- [Activity] Search the records for "yellow" and copy each line that holds it.

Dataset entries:
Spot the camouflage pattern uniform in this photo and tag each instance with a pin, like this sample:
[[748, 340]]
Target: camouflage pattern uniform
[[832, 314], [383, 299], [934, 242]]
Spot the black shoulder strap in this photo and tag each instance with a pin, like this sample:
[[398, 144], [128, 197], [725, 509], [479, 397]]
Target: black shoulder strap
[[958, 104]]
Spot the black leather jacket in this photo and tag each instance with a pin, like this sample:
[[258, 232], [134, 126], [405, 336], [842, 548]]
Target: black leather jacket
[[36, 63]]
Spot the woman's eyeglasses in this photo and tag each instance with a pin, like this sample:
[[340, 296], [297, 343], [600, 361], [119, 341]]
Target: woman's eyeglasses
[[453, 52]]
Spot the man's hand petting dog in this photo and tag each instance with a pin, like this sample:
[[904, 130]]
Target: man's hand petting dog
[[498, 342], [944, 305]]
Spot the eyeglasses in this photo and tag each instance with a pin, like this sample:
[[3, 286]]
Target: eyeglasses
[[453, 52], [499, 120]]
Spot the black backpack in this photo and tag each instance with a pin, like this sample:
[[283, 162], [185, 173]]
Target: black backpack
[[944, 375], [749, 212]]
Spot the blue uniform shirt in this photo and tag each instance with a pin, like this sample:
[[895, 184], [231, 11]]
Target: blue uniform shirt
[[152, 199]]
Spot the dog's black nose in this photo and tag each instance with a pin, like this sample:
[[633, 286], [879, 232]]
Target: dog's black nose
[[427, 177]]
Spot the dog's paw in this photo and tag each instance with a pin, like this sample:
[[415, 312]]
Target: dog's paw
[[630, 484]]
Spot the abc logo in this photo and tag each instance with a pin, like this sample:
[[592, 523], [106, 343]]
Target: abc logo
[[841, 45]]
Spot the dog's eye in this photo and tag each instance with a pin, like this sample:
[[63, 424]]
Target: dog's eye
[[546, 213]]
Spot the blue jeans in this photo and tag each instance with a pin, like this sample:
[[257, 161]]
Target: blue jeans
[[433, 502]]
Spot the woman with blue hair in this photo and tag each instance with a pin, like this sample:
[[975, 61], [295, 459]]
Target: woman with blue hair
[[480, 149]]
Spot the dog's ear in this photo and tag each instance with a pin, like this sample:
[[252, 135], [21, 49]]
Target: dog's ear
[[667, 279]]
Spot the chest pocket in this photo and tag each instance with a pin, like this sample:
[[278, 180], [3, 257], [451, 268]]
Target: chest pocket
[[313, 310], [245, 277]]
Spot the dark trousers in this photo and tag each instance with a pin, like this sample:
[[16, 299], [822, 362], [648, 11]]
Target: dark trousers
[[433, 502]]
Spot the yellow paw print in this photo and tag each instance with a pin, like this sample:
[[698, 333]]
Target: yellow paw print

- [Completed task]
Spot the yellow paw print in this photo and tag each instance with a pin, like this sample:
Target: yellow paw print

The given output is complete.